**REQUIREMENT**
Hunt through the lines below for the string "flag" and copy each one that has it.

(STORED DATA begins)

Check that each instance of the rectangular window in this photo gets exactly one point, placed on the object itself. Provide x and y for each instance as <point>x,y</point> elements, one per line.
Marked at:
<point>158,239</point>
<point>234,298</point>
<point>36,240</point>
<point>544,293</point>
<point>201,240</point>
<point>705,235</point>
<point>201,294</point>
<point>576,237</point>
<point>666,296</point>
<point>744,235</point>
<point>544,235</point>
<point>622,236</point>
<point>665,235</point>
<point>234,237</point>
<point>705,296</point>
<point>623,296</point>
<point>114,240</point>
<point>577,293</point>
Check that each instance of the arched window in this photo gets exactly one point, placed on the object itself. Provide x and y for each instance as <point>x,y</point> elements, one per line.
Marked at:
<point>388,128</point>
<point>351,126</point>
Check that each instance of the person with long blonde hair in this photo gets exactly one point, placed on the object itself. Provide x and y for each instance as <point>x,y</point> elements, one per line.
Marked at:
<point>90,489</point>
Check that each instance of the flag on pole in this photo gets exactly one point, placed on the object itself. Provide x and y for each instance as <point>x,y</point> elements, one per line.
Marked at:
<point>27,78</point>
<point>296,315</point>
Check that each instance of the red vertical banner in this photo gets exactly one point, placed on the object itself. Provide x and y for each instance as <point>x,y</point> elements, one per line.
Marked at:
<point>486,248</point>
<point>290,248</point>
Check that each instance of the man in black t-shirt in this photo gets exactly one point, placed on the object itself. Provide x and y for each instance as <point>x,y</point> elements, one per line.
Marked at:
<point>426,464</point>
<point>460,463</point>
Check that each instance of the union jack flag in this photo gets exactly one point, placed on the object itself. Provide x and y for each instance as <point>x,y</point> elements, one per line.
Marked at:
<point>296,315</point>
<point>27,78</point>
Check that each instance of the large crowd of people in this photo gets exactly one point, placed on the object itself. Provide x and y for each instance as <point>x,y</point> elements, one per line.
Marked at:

(STORED DATA ends)

**RESPONSE TO THE EXERCISE**
Check that each instance of the flag on pole in this photo gets exactly one point, placed on the object itself. Provide x and y for each instance as <point>x,y</point> elements, one per line.
Check that each instance of the union jack flag in this photo gets exactly one point, placed on the object itself. Provide x and y for each instance as <point>x,y</point> elements, one per line.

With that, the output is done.